**ABOUT THIS EXERCISE**: The records below must be copied in full, exactly as they read.
........
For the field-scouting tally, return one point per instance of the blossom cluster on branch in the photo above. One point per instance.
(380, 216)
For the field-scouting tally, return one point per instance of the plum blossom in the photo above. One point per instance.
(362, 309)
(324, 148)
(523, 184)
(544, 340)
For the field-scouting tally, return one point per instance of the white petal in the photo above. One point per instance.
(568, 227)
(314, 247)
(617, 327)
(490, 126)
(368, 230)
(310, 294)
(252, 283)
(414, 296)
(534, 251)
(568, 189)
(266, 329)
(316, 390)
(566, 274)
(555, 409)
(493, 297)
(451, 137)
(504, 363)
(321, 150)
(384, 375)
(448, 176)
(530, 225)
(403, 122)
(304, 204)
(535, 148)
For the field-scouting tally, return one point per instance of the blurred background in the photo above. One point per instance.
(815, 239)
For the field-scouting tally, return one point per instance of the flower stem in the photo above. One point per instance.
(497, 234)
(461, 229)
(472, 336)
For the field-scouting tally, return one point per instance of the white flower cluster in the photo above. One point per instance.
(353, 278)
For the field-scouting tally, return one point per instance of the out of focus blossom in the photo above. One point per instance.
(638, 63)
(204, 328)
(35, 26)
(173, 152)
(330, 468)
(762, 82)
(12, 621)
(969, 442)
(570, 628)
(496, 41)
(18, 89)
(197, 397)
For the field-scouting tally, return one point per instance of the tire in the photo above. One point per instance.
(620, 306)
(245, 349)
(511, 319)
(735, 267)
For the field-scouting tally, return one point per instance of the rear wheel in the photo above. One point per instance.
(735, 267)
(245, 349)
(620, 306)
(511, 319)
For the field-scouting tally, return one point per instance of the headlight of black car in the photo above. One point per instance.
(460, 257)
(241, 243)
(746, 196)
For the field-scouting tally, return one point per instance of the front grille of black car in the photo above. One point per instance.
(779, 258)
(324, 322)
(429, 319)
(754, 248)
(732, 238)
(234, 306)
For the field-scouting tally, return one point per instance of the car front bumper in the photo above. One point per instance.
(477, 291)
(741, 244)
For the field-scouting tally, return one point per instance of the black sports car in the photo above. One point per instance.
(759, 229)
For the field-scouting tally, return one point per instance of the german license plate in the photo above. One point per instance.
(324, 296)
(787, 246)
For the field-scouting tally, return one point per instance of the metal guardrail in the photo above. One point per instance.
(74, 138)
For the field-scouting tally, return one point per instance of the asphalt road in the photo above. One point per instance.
........
**SOLUTION BELOW**:
For the field-scouting tally, return one point per instance of the blossom cluster on branch in the photo above. One point per instance.
(380, 216)
For the field-scouting tally, return one point per instance of the plum blossom in the photo above. One point per instance.
(362, 309)
(324, 148)
(523, 184)
(544, 340)
For the field-scouting tally, return one point per instance of the white petal in the photo above. One point per instance.
(568, 227)
(314, 247)
(617, 327)
(490, 126)
(368, 230)
(310, 294)
(252, 283)
(414, 296)
(534, 251)
(568, 189)
(266, 329)
(316, 390)
(566, 274)
(555, 409)
(493, 297)
(451, 137)
(504, 363)
(321, 150)
(384, 375)
(448, 176)
(530, 225)
(403, 122)
(304, 204)
(535, 148)
For the field-scouting tally, return one point per instance of the blurred background in the photo above. One point per instance.
(815, 239)
For the field-scouting tally, return one point per instance of the flower stem in the photo above. One point per instance.
(497, 234)
(461, 229)
(472, 336)
For the field-scouting tally, return one point per instance of the white flower cluster in the photo above. One point per instance.
(353, 278)
For the field-scouting tally, return one point per instance of the out of focus blossom in the photo above. One point per instance.
(638, 63)
(204, 328)
(35, 26)
(173, 152)
(330, 468)
(762, 82)
(12, 621)
(969, 442)
(570, 628)
(496, 41)
(18, 89)
(197, 397)
For the field-scouting tally, return one point per instance of the tire in the photo above. One point per instance.
(620, 306)
(245, 349)
(511, 319)
(735, 267)
For the field-scouting tally, return one point per instance of the rear wheel in the photo above. One point per instance.
(735, 267)
(245, 349)
(620, 306)
(511, 319)
For the field-scouting tally, return one point per instance of the headlight of black car in the photo above. One point per instance.
(460, 257)
(241, 243)
(746, 196)
For the field-scouting tally, return one point per instance of the front grille of black car in the photo above. One point per instance.
(779, 258)
(324, 322)
(429, 319)
(754, 248)
(732, 238)
(234, 306)
For the field-scouting tally, return one point per instance of the car front bumper in the photo above. One point per instance.
(477, 291)
(741, 244)
For the field-scouting tally, return one point per instance of the black sports car in the photo above. One point per instance.
(759, 229)
For the field-scouting tally, return one point per instance of the german license plate in the photo above. One point per instance.
(324, 296)
(787, 246)
For the field-scouting tally, return one point per instance of the metal guardrail in the photo above. One point per instance.
(74, 138)
For the field-scouting tally, return one point per instance of the asphalt road in the photo above. One point per instance.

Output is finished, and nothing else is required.